Reproduce the listing below line for line, leaving out the pictures.

+---+

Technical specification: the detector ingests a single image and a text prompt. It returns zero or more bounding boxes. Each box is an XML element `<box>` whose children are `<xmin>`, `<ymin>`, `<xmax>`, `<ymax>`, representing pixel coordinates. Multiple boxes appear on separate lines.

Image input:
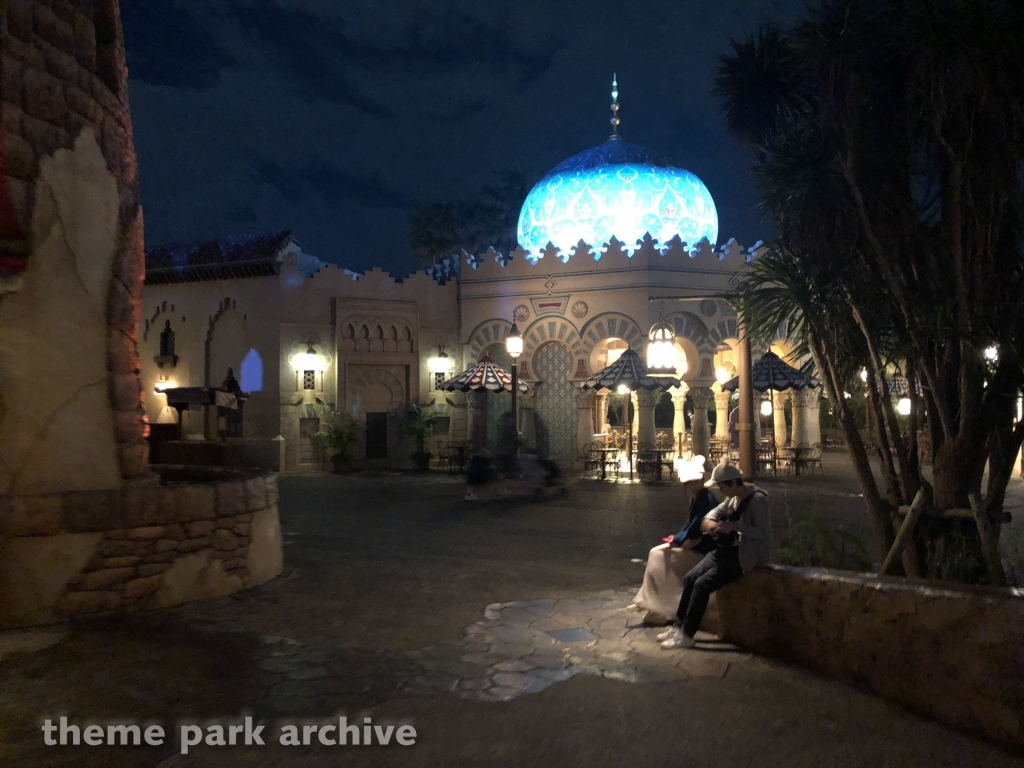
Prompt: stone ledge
<box><xmin>0</xmin><ymin>467</ymin><xmax>282</xmax><ymax>629</ymax></box>
<box><xmin>718</xmin><ymin>566</ymin><xmax>1024</xmax><ymax>744</ymax></box>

+---+

### Written solution
Technical specification: the detector ingests a single image and a text prompt. It returns zero or more bounding boxes. Each box is an XML element `<box>` whose children are `<xmin>`, `<ymin>`, `<xmax>`, `<ymax>`, representing pixel coordinates. Multiple boxes appear on separate lines.

Image input:
Prompt: stone ledge
<box><xmin>0</xmin><ymin>467</ymin><xmax>282</xmax><ymax>629</ymax></box>
<box><xmin>718</xmin><ymin>566</ymin><xmax>1024</xmax><ymax>744</ymax></box>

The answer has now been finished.